═══ Document passage
The curious thing about this approach is a DCS user could talk to multiple rolling stock using TMCC addressing and NOT need an actual TMCC command base since the signal is being sent over RF and not over the 455 kHz signal.  I had previously pondered how to use the MTH TIU or Lionel ASC/SC2 accessory controllers to send the eBay RF signal but you'd quickly consume all available ports.  Using the TMCC addressing mechanism, this would allow a DCS user to address multiple rolling stock devices inexpensively without tying up one TIU relay port per rolling-stock function.

When you read the issues and answers on this forum, one thing becomes apparent, at least to me.  Many folks want something dirt simple, as in turnkey.  Also, starting out to build an RF link isn't something that I want to jump into, certainly not for the first generation of this idea.  As far as some of the more expensive ideas like BT and the like, for the money I might as well just use the TMCC solution that I already understand. 

 

All of these ideas sound really simple when you just write them down in a message, but when you actually have to design, build, implement, and debug it, it always seems to get a bit more complicated.  I'm trying to make something that I can produce in some quantity without too much of an onerous development cycle.  I realize that there's no way that you can please everyone, no matter what the end result is. 

 

One of the nice things about discussing it early here is different ideas get exposed, and maybe something gels.

 

Dear John and Stan

 

I have a question for both of you.  Here is the idea for the proposed build.

 

MTH Rail King 30-7711 NS Caboose that has lighting.

12 RF Wireless Remote

Mini Digital DC 5 V Amp

MP 3 Music Player

AC/DC to DC Buck LM 2596 set at 5V DC.

NE555+CD4017 Light Water Flowing Light LED Module DIY Kit (Knight Rider)

 

Instead of using a box car and then having to change the wheels for power pick up I opted for large caboose that already had power pickups at a great price.

 

Here is my question regarding power management.

 

I would like to also install LED light on the roof of the Caboose and marker lights. Would I need a GRJ special for the LED and marker lights or could I use the power provide by the AC/DC to DC Buck LM 2596 set at 5V DC power the Led and marker lights? Or I am pushing the limit what the AC/DC to DC Buck LM 2596 set at 5V DC can provide?

Given the hassles finding powered-trucks I see you went with a caboose after all as Norton suggested in the other thread

 

https://ogrforum.ogaugerr.com/t...-6000-gondola?page=1

 

So why do you need a 12 RF Wireless Remote?  Why 12 channels if that's what it is?

 

The LM2596 module will have more than enough power to drive additional LEDs - dozens of them including all the LEDs in the 555+4017 module if that's the one I see on eBay for a couple bucks.

 

Now that you have things more focused, perhaps start a new topic specifically on a remote-controlled Knight-Rider sound-light car or something like that.  There might be some confusion with GRJ's project as the underlying sound module is different.  Just a thought though...
══════
═══ Information given
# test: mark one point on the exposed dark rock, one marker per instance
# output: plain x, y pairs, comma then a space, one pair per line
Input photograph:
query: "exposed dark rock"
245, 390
══════
Tasks to perform>
1. Update the forum passage between "The LM2596 module" and "a thought though...", inclusive, replacing "topic" with "thread".
2. In the forum passage, list every item included in the proposed build.

Solutions in order>
1.
The LM2596 module will have more than enough power to drive additional LEDs - dozens of them including all the LEDs in the 555+4017 module if that's the one I see on eBay for a couple bucks.

 

Now that you have things more focused, perhaps start a new thread specifically on a remote-controlled Knight-Rider sound-light car or something like that.  There might be some confusion with GRJ's project as the underlying sound module is different.  Just a thought though...

2.
- MTH Rail King 30-7711 NS Caboose that has lighting
- 12 RF Wireless Remote
- Mini Digital DC 5 V Amp
- MP 3 Music Player
- AC/DC to DC Buck LM 2596 set at 5V DC
- NE555+CD4017 Light Water Flowing Light LED Module DIY Kit (Knight Rider)